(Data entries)

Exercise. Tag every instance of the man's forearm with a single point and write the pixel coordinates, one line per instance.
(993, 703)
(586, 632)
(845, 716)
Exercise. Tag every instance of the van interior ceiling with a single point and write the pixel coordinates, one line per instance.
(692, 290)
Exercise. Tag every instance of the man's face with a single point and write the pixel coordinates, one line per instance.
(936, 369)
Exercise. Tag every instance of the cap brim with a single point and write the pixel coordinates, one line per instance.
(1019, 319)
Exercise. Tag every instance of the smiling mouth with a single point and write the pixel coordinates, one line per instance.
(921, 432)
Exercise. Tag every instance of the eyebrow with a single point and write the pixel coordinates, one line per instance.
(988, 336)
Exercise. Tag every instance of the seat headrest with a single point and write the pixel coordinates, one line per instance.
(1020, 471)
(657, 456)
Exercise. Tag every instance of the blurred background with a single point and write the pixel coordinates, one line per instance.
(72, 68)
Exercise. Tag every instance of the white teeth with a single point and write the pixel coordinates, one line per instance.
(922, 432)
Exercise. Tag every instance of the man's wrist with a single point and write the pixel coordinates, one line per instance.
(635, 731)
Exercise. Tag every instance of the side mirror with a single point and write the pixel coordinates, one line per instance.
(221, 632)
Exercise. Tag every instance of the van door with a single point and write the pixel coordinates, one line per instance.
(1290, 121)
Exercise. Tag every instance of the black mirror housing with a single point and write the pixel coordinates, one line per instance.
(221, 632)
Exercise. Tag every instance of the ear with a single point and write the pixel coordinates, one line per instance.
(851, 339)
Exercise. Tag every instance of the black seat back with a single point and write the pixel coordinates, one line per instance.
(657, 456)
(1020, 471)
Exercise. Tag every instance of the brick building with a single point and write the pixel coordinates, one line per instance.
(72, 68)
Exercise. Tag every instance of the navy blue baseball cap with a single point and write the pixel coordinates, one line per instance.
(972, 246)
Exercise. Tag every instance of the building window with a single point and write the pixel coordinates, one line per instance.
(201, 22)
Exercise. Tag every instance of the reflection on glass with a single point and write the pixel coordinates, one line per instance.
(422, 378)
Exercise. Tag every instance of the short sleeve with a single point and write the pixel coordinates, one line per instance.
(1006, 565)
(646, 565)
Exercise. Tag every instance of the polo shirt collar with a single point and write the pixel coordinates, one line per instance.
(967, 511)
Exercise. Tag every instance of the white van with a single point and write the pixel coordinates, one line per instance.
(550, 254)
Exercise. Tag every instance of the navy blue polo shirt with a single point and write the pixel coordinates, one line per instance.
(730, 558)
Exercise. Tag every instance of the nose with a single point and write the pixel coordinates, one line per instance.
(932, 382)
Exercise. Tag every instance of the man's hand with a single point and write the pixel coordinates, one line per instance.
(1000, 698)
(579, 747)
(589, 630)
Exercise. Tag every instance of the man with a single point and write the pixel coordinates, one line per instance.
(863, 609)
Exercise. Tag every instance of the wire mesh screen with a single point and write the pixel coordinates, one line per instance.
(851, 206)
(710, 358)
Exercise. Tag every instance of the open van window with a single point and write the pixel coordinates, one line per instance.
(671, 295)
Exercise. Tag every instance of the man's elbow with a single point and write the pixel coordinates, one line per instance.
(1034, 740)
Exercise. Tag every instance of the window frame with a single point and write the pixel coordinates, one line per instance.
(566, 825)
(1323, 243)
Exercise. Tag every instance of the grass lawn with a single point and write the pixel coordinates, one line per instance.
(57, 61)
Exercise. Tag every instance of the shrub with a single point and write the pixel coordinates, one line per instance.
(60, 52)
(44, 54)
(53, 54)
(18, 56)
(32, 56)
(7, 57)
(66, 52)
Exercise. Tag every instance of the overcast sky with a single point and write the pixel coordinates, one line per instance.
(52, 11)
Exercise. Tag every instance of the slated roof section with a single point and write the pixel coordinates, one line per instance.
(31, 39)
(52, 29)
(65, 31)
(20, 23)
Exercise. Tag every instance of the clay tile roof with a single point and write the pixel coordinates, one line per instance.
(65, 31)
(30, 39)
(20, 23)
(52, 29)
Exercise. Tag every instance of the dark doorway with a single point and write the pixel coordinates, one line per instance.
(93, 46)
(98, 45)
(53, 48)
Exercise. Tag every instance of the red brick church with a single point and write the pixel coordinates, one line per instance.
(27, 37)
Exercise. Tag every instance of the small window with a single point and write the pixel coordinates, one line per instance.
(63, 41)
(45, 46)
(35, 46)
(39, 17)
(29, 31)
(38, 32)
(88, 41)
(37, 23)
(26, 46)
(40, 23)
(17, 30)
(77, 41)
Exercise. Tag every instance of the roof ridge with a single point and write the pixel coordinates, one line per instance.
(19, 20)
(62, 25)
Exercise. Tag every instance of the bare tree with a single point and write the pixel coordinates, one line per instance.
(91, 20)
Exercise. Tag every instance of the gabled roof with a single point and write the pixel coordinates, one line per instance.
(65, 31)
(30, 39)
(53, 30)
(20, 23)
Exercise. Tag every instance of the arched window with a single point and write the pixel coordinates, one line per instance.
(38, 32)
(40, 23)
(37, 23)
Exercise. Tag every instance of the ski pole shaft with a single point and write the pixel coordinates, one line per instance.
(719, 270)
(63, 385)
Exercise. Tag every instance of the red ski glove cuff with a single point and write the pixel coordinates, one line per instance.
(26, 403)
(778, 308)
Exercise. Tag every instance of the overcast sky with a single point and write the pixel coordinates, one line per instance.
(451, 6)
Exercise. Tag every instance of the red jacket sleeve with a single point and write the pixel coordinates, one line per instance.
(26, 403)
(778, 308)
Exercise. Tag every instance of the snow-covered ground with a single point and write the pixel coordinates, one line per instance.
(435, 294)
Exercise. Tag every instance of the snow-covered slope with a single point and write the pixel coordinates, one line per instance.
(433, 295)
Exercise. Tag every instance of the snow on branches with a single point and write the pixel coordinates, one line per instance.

▶ _Work required_:
Retype, exactly as written, each line from the one that has "Exercise. Tag every instance of the snow-covered ground" to the bottom of the entries above, and include both of those lines.

▶ _Final answer_:
Exercise. Tag every instance of the snow-covered ground with a single point and write the pixel coordinates, one line per instance.
(435, 294)
Exercise. Tag every instance of the snow-covered slope with a single point and write the pixel coordinates, one line per instance.
(433, 295)
Exercise. Tag every instance of the snow on branches with a single point and write the pixel coordinates, one line per instance.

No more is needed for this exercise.